| Exercise data |
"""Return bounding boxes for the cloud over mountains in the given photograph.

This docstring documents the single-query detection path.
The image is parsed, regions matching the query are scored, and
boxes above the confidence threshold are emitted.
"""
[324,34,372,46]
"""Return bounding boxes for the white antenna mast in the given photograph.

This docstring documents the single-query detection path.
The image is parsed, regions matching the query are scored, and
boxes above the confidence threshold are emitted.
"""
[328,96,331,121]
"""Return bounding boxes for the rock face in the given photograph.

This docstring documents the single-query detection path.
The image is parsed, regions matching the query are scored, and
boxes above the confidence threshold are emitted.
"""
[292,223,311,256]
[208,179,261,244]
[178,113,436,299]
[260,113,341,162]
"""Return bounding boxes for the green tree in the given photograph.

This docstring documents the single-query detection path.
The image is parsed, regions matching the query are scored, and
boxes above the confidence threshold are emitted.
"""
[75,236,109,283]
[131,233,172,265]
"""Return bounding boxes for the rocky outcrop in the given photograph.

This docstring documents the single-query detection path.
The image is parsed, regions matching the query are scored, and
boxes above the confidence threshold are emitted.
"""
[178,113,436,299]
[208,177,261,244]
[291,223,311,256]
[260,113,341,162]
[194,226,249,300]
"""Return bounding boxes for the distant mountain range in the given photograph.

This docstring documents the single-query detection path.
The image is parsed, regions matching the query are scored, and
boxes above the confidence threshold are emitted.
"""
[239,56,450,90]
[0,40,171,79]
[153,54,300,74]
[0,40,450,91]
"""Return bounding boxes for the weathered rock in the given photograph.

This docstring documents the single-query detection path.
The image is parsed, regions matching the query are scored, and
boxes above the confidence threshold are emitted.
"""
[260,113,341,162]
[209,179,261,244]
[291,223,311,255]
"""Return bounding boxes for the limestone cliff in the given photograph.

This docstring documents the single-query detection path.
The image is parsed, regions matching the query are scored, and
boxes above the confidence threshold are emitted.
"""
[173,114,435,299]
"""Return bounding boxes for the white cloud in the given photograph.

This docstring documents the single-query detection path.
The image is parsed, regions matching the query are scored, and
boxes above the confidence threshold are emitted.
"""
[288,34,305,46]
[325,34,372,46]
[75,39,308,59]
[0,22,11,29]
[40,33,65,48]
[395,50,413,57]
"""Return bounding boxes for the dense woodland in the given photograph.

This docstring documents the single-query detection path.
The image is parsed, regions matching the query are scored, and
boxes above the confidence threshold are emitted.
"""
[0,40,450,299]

| Goal |
Can you render every line of the data above as a numbered list, omitting the blank lines?

| Exercise output |
1. """Return bounding boxes for the cloud over mountains in the given photograph.
2. This docstring documents the single-query detection path.
3. The image is parsed, regions matching the query are scored, and
4. boxes above the confidence threshold are emitted.
5. """
6. [324,34,372,46]
7. """Return bounding boxes for the white antenna mast in the given photograph.
8. This docstring documents the single-query detection path.
9. The image is parsed, regions matching the query are scored, and
10. boxes above the confidence threshold are emitted.
11. """
12. [328,96,331,121]
13. """Return bounding boxes for the rock face in the given photograph.
14. This docstring documents the single-query detection path.
15. The image is parsed, regions matching the query are scored, and
16. boxes above the confidence threshold are emitted.
17. """
18. [292,223,311,256]
19. [208,179,261,244]
20. [178,113,436,299]
21. [260,113,341,162]
22. """Return bounding boxes for the green tree in the given photograph.
23. This docstring documents the single-query detection path.
24. The image is parsed, regions matching the query are scored, and
25. boxes above the confidence threshold are emitted.
26. """
27. [75,236,109,283]
28. [131,233,172,265]
29. """Return bounding boxes for the rocky outcrop in the given photograph.
30. This docstring documents the single-query detection path.
31. The image is parsed, regions matching the query are scored, and
32. boxes above the confidence threshold are emitted.
33. """
34. [178,113,436,299]
35. [208,177,261,244]
36. [291,223,311,256]
37. [260,113,341,162]
38. [194,226,249,300]
39. """Return bounding boxes for the distant mountain range in the given photograph.
40. This docstring documents the single-query detection path.
41. The image is parsed, regions matching the query are scored, and
42. boxes above the confidence threshold are emitted.
43. """
44. [239,56,450,90]
45. [0,40,171,79]
46. [153,54,300,74]
47. [0,40,450,91]
48. """Return bounding boxes for the weathered rock in the given photograph.
49. This docstring documents the single-query detection path.
50. The image is parsed, regions matching the query are scored, and
51. boxes above the confidence threshold are emitted.
52. """
53. [260,113,341,162]
54. [209,179,261,244]
55. [291,223,311,255]
56. """Return bounding boxes for the limestone cliff in the given photograph.
57. This docstring documents the single-query detection path.
58. The image is parsed, regions matching the query are scored, and
59. boxes above the confidence threshold are emitted.
60. """
61. [173,114,435,299]
62. """Return bounding boxes for the white cloud in the given photograph.
63. This docstring documents the single-query detection path.
64. The image is parsed, regions matching the query are scored, and
65. boxes above the confidence threshold are emitted.
66. """
67. [288,34,305,46]
68. [325,34,372,46]
69. [75,39,308,59]
70. [0,22,11,29]
71. [40,33,65,48]
72. [395,50,413,57]
73. """Return bounding boxes for the dense woodland in the given photograph.
74. This docstring documents the single-query detection path.
75. The image is parsed, regions matching the query are scored, and
76. boxes above the confidence threshold are emitted.
77. """
78. [0,40,450,299]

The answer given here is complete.